Extracted records
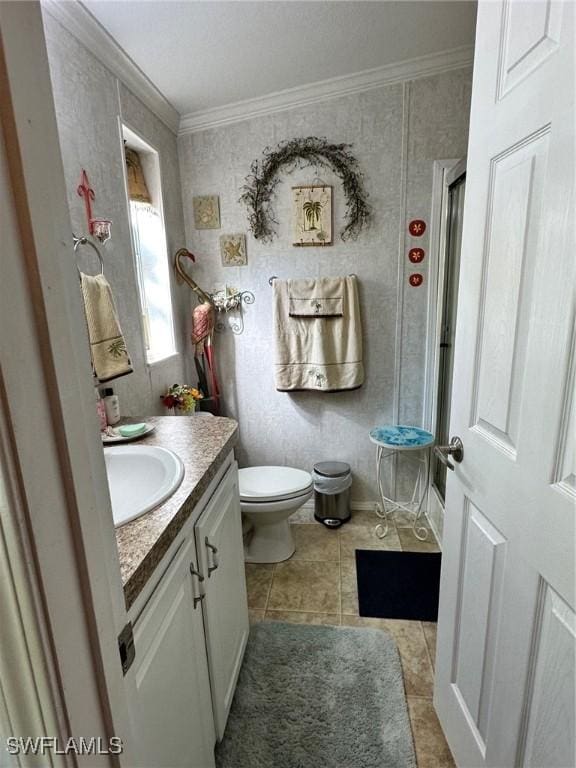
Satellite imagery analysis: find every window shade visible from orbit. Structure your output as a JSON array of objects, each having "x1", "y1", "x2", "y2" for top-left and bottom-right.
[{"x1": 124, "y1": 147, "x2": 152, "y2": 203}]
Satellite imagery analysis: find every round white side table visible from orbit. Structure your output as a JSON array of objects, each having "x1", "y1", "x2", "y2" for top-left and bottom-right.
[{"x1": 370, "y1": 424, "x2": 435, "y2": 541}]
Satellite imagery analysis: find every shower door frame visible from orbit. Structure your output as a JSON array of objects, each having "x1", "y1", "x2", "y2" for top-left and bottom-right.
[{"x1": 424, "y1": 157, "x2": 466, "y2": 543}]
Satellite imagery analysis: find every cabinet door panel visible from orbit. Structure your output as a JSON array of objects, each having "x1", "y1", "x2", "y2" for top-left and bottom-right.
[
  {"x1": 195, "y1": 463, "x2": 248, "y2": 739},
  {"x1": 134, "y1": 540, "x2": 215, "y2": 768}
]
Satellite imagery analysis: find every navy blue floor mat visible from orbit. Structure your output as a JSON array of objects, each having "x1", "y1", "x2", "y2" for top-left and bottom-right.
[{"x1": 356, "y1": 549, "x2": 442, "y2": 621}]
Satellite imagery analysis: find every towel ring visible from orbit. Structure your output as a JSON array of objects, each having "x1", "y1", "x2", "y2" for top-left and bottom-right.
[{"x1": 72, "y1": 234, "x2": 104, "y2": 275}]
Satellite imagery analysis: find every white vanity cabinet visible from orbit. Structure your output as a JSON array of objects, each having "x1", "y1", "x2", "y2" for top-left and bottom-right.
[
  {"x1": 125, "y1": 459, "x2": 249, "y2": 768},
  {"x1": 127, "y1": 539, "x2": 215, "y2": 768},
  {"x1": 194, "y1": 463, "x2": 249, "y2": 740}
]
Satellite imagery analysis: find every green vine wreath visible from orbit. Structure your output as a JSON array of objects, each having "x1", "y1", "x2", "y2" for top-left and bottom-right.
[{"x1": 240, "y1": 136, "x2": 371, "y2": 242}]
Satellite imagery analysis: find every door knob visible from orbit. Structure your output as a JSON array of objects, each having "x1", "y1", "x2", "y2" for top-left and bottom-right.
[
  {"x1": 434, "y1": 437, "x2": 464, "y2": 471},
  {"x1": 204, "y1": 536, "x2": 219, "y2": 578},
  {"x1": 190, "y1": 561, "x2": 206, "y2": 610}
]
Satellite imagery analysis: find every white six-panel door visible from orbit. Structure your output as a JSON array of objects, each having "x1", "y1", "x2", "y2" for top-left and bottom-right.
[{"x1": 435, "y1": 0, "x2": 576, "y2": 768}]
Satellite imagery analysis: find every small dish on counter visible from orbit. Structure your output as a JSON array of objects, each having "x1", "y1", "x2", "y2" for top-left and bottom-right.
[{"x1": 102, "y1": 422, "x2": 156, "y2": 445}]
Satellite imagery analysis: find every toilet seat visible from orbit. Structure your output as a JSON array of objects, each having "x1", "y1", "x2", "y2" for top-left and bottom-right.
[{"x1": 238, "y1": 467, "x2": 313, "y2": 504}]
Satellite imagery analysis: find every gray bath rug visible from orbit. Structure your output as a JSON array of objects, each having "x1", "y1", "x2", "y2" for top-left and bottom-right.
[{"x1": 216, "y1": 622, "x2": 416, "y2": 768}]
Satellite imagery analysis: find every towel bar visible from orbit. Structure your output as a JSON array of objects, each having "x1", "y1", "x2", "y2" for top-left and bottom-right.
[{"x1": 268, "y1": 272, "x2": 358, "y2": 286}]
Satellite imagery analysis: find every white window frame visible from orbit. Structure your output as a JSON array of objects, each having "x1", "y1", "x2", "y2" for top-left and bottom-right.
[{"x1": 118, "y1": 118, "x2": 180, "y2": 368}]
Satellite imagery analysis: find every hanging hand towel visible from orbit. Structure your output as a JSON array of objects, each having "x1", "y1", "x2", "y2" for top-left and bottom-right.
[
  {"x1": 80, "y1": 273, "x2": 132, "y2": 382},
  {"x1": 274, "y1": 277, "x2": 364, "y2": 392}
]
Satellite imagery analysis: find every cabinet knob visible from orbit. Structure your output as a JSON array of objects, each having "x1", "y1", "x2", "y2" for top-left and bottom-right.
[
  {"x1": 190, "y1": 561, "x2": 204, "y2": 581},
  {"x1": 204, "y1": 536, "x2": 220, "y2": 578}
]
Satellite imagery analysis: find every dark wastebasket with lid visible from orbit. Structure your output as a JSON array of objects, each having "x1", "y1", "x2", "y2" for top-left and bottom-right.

_Goal_
Please count the lines in the data above that contain the string "window" and reply with only that number.

_Final result_
2